#### [WHAT NEEDS TO BE DONE]
Check each line of the records below and collect those holding "nose".

== Segment start ==

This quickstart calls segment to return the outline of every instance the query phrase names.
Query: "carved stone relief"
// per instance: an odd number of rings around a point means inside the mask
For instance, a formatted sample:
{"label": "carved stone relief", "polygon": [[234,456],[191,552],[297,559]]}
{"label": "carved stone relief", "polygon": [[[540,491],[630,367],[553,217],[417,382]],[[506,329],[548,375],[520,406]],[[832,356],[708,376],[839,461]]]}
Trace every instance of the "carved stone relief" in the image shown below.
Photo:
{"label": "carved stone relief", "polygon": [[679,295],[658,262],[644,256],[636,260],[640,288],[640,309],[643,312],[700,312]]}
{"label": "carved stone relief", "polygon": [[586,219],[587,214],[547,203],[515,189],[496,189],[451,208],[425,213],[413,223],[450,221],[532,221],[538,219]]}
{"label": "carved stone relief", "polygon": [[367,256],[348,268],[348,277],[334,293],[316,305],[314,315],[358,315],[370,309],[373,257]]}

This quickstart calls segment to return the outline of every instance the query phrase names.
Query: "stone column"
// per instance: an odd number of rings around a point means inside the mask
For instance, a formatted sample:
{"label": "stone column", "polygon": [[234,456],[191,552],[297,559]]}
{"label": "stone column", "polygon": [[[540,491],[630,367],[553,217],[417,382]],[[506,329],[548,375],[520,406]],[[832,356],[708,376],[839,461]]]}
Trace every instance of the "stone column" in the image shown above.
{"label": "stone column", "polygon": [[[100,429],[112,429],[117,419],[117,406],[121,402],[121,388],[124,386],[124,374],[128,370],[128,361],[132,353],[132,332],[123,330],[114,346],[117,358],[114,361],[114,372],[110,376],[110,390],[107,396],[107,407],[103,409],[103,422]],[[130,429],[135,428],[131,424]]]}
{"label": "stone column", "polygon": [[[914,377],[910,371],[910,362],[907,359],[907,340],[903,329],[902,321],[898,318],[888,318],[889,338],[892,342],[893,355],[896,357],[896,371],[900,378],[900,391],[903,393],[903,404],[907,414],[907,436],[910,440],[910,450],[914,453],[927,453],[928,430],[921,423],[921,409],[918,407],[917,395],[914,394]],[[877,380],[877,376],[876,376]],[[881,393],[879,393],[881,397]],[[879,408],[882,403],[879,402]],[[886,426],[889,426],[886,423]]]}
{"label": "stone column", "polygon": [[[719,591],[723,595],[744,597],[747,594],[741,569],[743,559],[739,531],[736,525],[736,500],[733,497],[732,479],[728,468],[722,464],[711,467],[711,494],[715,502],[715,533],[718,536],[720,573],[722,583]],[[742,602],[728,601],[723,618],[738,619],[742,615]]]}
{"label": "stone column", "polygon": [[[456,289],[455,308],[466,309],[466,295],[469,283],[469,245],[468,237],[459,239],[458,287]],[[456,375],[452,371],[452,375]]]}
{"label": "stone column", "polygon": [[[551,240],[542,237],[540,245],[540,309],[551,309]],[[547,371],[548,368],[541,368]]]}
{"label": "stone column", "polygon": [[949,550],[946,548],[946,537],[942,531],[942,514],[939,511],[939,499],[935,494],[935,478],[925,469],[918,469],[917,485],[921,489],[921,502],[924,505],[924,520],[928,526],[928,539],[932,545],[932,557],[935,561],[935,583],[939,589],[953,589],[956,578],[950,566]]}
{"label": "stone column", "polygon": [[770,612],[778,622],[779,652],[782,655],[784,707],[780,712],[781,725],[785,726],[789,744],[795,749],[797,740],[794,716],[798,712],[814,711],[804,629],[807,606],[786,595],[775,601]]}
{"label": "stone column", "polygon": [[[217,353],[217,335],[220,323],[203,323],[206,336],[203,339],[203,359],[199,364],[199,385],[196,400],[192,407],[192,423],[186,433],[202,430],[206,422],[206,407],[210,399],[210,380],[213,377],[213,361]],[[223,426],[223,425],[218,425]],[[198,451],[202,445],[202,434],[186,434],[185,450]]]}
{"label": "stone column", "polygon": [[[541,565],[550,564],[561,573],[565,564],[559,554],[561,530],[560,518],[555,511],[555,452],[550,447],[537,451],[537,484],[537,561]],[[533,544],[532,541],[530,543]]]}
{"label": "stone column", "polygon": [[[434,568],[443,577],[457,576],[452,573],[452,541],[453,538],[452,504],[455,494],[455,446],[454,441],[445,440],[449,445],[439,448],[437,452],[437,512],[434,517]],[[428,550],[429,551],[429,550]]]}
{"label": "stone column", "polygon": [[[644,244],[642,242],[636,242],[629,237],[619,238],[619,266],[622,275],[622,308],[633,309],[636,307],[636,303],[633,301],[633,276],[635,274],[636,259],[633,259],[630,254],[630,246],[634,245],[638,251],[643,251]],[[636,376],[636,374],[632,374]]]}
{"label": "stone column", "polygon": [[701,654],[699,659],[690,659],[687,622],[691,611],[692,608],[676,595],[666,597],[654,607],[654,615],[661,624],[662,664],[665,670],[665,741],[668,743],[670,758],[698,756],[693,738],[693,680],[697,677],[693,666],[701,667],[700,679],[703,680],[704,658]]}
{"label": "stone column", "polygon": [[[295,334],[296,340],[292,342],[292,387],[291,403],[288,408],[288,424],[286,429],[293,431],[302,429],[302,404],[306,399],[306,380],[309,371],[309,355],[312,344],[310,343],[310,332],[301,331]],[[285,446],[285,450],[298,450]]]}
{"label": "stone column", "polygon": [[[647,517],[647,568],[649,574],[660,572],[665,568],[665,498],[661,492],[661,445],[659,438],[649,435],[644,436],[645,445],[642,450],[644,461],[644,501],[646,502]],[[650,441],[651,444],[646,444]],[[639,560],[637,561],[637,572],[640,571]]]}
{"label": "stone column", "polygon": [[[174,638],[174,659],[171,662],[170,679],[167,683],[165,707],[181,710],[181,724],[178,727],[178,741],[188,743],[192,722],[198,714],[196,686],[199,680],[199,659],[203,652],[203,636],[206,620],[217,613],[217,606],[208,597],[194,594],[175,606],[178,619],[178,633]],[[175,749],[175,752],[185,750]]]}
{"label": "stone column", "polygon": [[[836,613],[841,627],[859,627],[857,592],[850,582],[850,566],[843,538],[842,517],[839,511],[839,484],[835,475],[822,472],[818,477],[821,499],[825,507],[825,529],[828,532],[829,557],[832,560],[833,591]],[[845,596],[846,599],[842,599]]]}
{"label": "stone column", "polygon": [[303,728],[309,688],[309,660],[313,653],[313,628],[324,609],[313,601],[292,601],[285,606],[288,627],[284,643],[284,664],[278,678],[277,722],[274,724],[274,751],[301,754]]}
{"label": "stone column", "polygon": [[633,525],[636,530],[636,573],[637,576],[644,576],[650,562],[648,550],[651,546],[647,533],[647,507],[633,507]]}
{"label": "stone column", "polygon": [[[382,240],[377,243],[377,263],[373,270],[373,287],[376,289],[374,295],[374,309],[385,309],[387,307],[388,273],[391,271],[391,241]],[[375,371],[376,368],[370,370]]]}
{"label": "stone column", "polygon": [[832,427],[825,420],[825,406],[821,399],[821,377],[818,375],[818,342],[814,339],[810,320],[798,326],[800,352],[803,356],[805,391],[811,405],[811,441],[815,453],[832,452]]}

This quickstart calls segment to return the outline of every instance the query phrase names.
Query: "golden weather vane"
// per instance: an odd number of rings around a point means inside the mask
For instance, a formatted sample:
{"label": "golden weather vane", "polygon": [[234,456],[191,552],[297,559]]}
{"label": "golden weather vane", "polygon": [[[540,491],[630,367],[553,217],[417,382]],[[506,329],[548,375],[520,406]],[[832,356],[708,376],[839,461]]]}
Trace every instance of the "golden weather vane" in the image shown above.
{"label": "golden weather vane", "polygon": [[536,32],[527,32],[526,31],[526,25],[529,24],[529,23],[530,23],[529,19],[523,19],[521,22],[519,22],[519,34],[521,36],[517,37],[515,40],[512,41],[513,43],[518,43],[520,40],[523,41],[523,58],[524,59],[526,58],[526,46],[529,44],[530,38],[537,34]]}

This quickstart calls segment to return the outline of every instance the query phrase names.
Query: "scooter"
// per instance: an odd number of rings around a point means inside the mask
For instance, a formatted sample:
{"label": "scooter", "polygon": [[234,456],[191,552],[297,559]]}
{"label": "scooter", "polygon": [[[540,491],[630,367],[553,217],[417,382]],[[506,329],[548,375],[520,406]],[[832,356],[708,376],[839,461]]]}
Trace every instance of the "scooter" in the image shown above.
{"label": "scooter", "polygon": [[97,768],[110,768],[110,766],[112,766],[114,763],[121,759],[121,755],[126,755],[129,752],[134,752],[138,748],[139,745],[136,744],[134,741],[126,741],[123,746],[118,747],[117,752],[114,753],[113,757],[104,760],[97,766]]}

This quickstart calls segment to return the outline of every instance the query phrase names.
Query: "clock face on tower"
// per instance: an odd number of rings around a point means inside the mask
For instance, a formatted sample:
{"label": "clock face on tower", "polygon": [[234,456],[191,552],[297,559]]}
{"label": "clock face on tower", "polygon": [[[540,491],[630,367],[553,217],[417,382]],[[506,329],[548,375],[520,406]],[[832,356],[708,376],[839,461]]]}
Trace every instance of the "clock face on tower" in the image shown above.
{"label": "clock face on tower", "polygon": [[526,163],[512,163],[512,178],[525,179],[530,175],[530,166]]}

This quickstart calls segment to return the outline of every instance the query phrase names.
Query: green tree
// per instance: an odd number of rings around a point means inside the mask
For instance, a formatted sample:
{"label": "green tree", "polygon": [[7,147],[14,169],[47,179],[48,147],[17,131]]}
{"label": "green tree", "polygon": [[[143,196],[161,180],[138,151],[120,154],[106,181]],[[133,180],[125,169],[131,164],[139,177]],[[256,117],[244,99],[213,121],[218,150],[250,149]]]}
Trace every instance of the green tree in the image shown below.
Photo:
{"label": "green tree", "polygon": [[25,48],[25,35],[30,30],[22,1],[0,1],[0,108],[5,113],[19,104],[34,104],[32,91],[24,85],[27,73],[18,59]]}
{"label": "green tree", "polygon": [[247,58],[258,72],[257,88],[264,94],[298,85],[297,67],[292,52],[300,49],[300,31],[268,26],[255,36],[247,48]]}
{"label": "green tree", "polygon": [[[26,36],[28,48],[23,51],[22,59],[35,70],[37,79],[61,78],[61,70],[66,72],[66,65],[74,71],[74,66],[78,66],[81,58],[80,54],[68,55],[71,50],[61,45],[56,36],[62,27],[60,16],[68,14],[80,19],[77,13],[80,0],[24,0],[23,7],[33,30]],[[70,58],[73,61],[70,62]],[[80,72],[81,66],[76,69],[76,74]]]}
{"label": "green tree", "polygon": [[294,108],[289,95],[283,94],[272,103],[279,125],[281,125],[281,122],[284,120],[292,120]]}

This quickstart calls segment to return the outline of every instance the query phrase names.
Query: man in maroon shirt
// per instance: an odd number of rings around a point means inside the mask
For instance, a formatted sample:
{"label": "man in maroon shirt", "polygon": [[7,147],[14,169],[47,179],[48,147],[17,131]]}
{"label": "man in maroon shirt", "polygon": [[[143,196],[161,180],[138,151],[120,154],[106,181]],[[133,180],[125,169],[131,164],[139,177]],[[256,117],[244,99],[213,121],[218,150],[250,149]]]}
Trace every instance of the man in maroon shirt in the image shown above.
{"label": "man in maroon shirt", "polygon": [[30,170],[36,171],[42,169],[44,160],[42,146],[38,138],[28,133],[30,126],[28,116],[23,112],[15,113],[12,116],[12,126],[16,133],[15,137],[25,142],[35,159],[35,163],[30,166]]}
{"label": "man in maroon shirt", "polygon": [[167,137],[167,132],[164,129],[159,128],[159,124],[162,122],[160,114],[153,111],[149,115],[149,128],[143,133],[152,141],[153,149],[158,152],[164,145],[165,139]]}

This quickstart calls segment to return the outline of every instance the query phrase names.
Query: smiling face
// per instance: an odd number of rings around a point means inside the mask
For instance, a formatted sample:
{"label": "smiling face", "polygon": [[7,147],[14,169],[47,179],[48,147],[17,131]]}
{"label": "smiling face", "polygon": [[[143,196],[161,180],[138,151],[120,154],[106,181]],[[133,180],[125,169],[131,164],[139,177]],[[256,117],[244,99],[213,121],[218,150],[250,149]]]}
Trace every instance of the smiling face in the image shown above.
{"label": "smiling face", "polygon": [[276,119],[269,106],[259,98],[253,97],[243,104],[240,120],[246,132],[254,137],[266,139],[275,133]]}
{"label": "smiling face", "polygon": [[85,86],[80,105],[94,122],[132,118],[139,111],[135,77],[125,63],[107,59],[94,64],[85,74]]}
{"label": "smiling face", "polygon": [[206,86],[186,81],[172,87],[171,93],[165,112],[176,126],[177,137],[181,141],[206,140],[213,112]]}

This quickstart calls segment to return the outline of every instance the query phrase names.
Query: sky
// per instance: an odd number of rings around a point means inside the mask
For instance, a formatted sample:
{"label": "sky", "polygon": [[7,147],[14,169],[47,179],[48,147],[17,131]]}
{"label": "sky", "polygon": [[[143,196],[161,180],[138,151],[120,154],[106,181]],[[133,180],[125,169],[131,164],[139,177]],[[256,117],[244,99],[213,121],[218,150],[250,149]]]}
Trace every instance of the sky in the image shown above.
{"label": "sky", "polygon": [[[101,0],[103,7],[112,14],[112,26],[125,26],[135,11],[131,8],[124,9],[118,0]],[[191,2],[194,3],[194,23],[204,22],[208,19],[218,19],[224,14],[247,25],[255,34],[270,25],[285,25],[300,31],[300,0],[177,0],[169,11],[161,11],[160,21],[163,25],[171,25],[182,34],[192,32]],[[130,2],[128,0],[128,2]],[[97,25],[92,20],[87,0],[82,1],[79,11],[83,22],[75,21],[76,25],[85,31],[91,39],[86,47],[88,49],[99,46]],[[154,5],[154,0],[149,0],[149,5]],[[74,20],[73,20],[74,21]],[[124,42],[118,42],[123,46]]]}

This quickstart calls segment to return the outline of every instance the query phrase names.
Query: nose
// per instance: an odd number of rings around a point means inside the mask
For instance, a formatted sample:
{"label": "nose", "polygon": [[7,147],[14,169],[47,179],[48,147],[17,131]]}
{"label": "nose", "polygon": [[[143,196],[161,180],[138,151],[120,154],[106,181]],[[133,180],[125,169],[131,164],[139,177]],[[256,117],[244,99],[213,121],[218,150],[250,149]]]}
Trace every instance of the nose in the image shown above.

== Segment end ==

#### [WRITTEN REPLY]
Query: nose
{"label": "nose", "polygon": [[7,147],[14,169],[47,179],[48,147],[17,131]]}
{"label": "nose", "polygon": [[[143,196],[161,180],[138,151],[120,154],[106,181]],[[133,180],[125,169],[131,164],[139,177]],[[256,117],[244,99],[213,121],[218,150],[250,149]]]}
Trace every instance of the nose in the image shown above.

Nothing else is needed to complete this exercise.